Two years have passed since the US troop withdrawal from Iraq in December 2011 after spending hundreds of billions of dollars and losing roughly 4,500 servicemen during an eight-year occupation phase.
The present crisis of the oil-rich state lies in its divided nation, not the presence of foreign troops.
The alarming death toll, which exceeded a thousand in this month alone, is not a result of war, but rather of tragic and bloody waves of shootings and bombings between Sunnis and Shias.
Since the US military show is over, who is capable of building a national consensus in Iraq? This question remains unanswered.
Blood on both sides
During the era of ex-President Saddam Hussein, Iraq's Sunni community enjoyed precedence in the political system. This collapsed with the 2003 US invasion and subsequent destruction of the Saddam regime.
Now, Sunnis complain of marginalisation and victimisation, blaming the central government for their political exclusion, a situation that led to widespread protests last December.
As protests grew, so did the government clampdown. Bomb attacks, at a relative low compared to six or seven years ago, began to re-emerge. The number of people killed in unrest has reached 614, officials told AFP. But UN estimates suggest 1,045 killed and 2,397 injured.
Iraqi Prime Minister Nouri Al-Maliki, a Shia, parliament speaker Osama Al-Nujaifi, a Sunni, along with other high-level political and religious figures met Saturday in an attempt to contain the situation.
No clear results from the meeting have been announced until now.
"This is a political, not only sectarian conflict," says Maria Fantappie, an analyst of Iraqi affairs at the Brussels-based International Crisis Group.
"The political representation of the Sunnis in the Iraqi politics remains the main outstanding issue, which makes a compromise between all parties a hardly possible scenario," she argued.
Fantappie pointed out that Al-Maliki has not yet seriously engaged in negotiations, while Sunni protesters failed to form a single united bloc within the country's different provinces.
Al-Maliki's government, for its part, took a raft of decisions in a bid to lessen the intensity of Sunni anger, including the release of prisoners and increasing the salaries of Sunni anti-Al-Qaeda fighters.
It has not been enough to stem the bloodshed.
Sami Moubayed, a visiting scholar at the Carnegie Middle East Centre in Beirut, believes Iraq's crisis cannot be separated from its regional context, as Iran and Saudi Arabia deal with the issue as part of a regional proxy war.

PROVIDED INFORMATION:
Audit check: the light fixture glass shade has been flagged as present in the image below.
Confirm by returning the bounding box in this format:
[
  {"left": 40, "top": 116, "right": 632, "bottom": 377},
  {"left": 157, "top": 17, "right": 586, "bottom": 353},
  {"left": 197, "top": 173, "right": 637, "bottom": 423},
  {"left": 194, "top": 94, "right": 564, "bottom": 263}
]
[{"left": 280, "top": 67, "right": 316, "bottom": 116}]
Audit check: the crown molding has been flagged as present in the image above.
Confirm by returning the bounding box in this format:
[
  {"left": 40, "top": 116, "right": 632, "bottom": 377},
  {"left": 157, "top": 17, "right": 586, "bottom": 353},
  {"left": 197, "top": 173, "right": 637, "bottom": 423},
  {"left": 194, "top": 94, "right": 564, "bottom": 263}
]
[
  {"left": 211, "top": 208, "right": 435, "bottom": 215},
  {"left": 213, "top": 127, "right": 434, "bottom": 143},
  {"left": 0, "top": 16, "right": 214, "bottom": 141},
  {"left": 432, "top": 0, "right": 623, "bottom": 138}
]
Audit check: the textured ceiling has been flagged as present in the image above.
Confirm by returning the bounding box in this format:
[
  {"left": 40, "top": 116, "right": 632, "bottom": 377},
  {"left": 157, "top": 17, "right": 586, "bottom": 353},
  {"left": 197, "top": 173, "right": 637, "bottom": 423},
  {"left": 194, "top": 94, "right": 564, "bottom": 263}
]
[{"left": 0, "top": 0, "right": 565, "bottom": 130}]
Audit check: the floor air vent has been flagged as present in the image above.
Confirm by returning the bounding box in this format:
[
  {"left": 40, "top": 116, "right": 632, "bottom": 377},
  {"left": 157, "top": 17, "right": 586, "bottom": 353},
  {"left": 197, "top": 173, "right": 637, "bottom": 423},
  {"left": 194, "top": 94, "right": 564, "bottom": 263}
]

REQUESTS:
[a] In the article on Iraq's sectarian violence, change "death toll" to "number of deaths" and write out the part that opens with the words containing "The alarming death" and closes with "question remains unanswered.".
[b] Translate this sentence from the article on Iraq's sectarian violence into Spanish: "No clear results from the meeting have been announced until now."
The lines have no connection to the article.

RESULTS FOR EACH TASK:
[a]
The alarming number of deaths, which exceeded a thousand in this month alone, is not a result of war, but rather of tragic and bloody waves of shootings and bombings between Sunnis and Shias.
Since the US military show is over, who is capable of building a national consensus in Iraq? This question remains unanswered.

[b] Hasta ahora no se han anunciado resultados claros de la reunión.